Dataset extract:
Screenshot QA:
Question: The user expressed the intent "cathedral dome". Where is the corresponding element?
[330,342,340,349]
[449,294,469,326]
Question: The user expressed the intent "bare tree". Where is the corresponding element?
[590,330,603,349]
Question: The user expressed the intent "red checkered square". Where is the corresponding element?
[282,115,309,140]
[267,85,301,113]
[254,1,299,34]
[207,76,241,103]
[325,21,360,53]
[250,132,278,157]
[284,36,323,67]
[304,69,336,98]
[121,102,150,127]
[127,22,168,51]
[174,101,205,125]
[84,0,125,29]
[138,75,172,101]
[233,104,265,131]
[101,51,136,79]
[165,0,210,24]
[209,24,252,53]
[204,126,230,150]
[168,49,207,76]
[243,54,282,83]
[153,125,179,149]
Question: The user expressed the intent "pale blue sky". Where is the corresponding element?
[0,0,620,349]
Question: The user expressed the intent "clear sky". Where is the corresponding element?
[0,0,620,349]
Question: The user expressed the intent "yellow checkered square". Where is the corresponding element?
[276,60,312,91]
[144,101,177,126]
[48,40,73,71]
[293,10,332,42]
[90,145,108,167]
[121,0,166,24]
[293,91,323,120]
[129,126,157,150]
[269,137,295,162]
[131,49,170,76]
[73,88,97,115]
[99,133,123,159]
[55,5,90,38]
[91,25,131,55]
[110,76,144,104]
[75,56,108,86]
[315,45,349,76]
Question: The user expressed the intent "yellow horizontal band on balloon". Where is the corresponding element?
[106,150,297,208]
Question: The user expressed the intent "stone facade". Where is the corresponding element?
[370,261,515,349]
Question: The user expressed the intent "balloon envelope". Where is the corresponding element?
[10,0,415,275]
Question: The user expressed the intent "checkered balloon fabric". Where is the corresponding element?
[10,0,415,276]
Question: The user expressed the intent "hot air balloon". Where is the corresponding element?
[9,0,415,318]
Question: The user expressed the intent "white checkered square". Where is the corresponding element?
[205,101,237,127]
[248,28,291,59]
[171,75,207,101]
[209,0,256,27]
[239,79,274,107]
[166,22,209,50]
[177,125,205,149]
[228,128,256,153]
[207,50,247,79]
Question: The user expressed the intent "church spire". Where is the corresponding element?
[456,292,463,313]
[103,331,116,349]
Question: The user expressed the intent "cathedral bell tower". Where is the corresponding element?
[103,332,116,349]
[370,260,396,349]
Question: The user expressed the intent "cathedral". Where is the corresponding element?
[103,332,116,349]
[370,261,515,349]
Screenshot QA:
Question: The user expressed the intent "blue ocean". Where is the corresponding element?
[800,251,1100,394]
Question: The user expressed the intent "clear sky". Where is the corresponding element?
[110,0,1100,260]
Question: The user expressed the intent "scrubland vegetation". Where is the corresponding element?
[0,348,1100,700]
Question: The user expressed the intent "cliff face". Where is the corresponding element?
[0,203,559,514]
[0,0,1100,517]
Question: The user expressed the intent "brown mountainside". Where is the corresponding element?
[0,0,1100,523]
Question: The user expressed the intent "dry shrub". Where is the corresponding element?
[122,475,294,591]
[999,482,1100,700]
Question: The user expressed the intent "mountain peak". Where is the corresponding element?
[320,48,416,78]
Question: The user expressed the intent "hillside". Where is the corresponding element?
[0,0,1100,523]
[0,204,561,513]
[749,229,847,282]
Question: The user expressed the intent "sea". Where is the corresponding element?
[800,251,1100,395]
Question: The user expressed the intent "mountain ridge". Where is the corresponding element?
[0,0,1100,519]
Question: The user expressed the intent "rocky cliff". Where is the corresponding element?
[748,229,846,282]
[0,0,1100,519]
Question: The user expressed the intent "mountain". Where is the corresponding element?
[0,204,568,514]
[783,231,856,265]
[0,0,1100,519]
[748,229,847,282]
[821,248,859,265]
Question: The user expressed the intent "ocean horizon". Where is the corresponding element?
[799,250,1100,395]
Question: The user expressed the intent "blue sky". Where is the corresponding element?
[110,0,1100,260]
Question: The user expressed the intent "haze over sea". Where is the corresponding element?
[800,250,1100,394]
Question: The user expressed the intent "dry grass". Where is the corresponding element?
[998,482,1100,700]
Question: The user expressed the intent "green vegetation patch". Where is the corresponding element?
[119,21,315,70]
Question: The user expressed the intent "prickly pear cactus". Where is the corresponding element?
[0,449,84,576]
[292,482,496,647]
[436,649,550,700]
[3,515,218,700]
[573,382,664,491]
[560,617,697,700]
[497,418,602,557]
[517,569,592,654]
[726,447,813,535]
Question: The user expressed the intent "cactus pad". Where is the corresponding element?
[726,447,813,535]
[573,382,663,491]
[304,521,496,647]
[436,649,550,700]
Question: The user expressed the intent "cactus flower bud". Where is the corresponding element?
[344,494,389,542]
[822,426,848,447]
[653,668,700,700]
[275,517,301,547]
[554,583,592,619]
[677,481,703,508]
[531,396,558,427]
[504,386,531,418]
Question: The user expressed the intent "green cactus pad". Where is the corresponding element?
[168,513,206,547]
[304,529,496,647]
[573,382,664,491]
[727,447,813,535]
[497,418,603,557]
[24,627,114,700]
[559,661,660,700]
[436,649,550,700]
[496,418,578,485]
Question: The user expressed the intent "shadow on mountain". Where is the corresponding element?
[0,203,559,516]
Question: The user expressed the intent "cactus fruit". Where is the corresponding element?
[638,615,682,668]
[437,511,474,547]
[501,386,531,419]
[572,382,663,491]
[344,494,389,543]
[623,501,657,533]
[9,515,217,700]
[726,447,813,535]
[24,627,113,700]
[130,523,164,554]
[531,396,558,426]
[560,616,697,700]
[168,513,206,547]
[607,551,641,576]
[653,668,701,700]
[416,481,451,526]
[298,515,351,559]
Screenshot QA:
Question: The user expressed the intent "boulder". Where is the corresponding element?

Exercise objective: Format the data above as a numbered list, leaving out any blank lines.

Exercise response:
1. Screenshot QA:
2. Question: The user expressed the intent "cathedral dome". Where is the corresponding element?
3. [330,342,340,349]
4. [449,294,469,326]
5. Question: The user expressed the intent "bare tree". Where is the corresponding element?
6. [590,330,603,349]
7. Question: The user expressed the intent "red checkered square". Where is the corresponding element?
8. [282,115,309,140]
9. [267,85,301,113]
10. [254,1,299,34]
11. [207,76,241,103]
12. [325,21,360,53]
13. [250,132,278,157]
14. [284,36,323,67]
15. [304,69,336,98]
16. [121,102,150,127]
17. [127,22,168,51]
18. [174,101,205,125]
19. [84,0,125,29]
20. [138,75,172,101]
21. [233,104,265,131]
22. [101,51,136,79]
23. [165,0,210,24]
24. [209,24,252,53]
25. [204,126,230,150]
26. [168,49,207,76]
27. [243,54,282,83]
28. [153,125,179,149]
29. Question: The user expressed the intent "pale blue sky". Where is the corresponding element?
30. [0,0,620,349]
31. Question: The user expressed the intent "clear sky". Where is the corresponding element?
32. [0,0,620,349]
33. Question: The user expressed the intent "yellow checkered square". Where is the corresponding element?
34. [276,60,312,91]
35. [144,101,177,126]
36. [48,40,73,71]
37. [293,10,332,42]
38. [90,145,108,167]
39. [121,0,166,24]
40. [293,91,323,120]
41. [129,126,157,150]
42. [269,137,295,162]
43. [131,49,170,76]
44. [73,88,97,115]
45. [99,133,123,159]
46. [55,5,90,38]
47. [91,25,131,55]
48. [110,76,144,104]
49. [75,56,108,86]
50. [315,45,349,76]
51. Question: The user expressed the intent "yellow horizontal band on balloon". Where is the corresponding element?
52. [106,150,297,208]
53. Question: The user expressed the intent "stone facade". Where is the corresponding element?
54. [370,261,515,349]
55. Question: The user expressed the intent "balloon envelope". Where is the corresponding element?
56. [10,0,415,275]
57. Question: The user expressed the intent "checkered balloon fabric". Where is the corresponding element?
58. [10,0,415,276]
59. Question: The user expressed the intent "hot air balloon". Where is the corresponding element?
60. [9,0,415,318]
61. Question: The user expressed the intent "white checkered square". Where is the corresponding element?
62. [205,101,237,127]
63. [248,28,291,59]
64. [171,75,207,101]
65. [209,0,256,27]
66. [239,79,274,107]
67. [166,22,209,50]
68. [177,125,205,149]
69. [228,128,256,153]
70. [207,50,247,79]
71. Question: The user expressed the intent "church spire". Where is the corresponding element?
72. [456,292,463,313]
73. [103,331,116,349]
74. Question: The user expressed the intent "cathedral bell tower". Where is the corresponding element?
75. [103,332,116,349]
76. [370,260,396,349]
77. Question: The user expressed the intent "cathedral". Where is the corresponding element?
78. [103,332,116,349]
79. [370,261,515,349]
80. Screenshot QA:
81. Question: The user expressed the intent "blue ocean". Where is the corresponding element?
82. [800,251,1100,394]
83. Question: The user expressed the intent "clear sky". Where is the corresponding element?
84. [110,0,1100,260]
85. Question: The user expressed the intent "scrubland vegetation". Where is the corresponding element?
86. [0,348,1100,700]
87. Question: The user expressed the intent "cliff face". Where is the corresponding element?
88. [0,203,559,514]
89. [0,0,1100,517]
90. Question: The user expressed the intent "brown mountainside". Where is the corresponding element?
91. [0,0,1100,523]
92. Question: The user expressed the intent "dry shrub". Where is the corresponding element?
93. [122,475,294,591]
94. [999,482,1100,700]
95. Question: The user expressed the intent "mountain peak". Where is the corresponding element?
96. [320,48,416,78]
97. Question: The user expressed the intent "hillside". Where is the corresponding element?
98. [0,0,1100,523]
99. [0,204,561,513]
100. [749,229,847,282]
101. Question: The user expressed the intent "sea". Where is the corresponding element?
102. [800,251,1100,395]
103. Question: The user expressed the intent "mountain ridge". Where is the corresponding element?
104. [0,0,1100,519]
105. Question: The user expressed the intent "rocky cliff". Where is the corresponding element?
106. [748,229,846,282]
107. [0,0,1100,519]
108. Question: The user expressed the intent "mountain". Where is the corresponding element?
109. [0,204,568,514]
110. [783,231,856,265]
111. [0,0,1100,519]
112. [748,229,847,282]
113. [821,248,859,265]
114. Question: The user expressed the intent "ocean horizon". Where is the corresponding element?
115. [799,250,1100,395]
116. Question: The user expressed the intent "blue sky". Where is the corresponding element?
117. [110,0,1100,260]
118. Question: The user expressed the intent "haze over sea". Where is the corresponding element?
119. [800,250,1100,394]
120. Question: The user expressed the intent "dry grass". Where is the corresponding element?
121. [998,482,1100,700]
122. Question: The user expressed the intent "green vegetation patch". Where is the corresponding element?
123. [119,21,315,70]
124. Question: The user expressed the intent "prickly pear cactus". Where is the corresponding element?
125. [0,449,84,576]
126. [292,482,496,647]
127. [436,649,550,700]
128. [3,515,218,700]
129. [573,382,664,491]
130. [560,617,697,700]
131. [497,418,602,557]
132. [517,569,592,654]
133. [726,447,813,535]
134. Question: The user expressed the intent "cactus pad". Where is the corresponding element?
135. [726,447,813,535]
136. [573,382,663,491]
137. [304,521,496,647]
138. [436,649,550,700]
139. Question: The user expressed the intent "cactus flower bud". Where is the corresponding element?
140. [344,494,389,542]
141. [822,426,848,447]
142. [653,668,700,700]
143. [275,517,301,547]
144. [554,583,592,619]
145. [677,481,703,508]
146. [531,396,558,427]
147. [504,386,531,418]
148. Question: The user expressed the intent "green cactus pad". Where is the corresponding element?
149. [168,513,206,547]
150. [304,529,496,647]
151. [573,382,664,491]
152. [727,447,813,535]
153. [497,418,603,557]
154. [24,627,114,700]
155. [559,661,660,700]
156. [436,649,550,700]
157. [496,418,578,485]
158. Question: The user expressed the intent "shadow on mountain". Where is the corresponding element?
159. [0,203,559,516]
160. Question: The user expressed the intent "cactus fruit". Where is the corresponding element?
161. [638,615,682,668]
162. [437,511,474,547]
163. [501,386,531,419]
164. [572,382,663,491]
165. [344,494,389,543]
166. [623,501,657,533]
167. [9,515,217,700]
168. [726,447,813,535]
169. [24,627,113,700]
170. [130,523,164,554]
171. [531,396,558,426]
172. [560,616,697,700]
173. [168,513,206,547]
174. [607,551,641,576]
175. [653,668,701,700]
176. [416,481,451,526]
177. [298,515,351,559]
178. Screenshot QA:
179. Question: The user expressed the intent "boulder". Where is the corresponding element?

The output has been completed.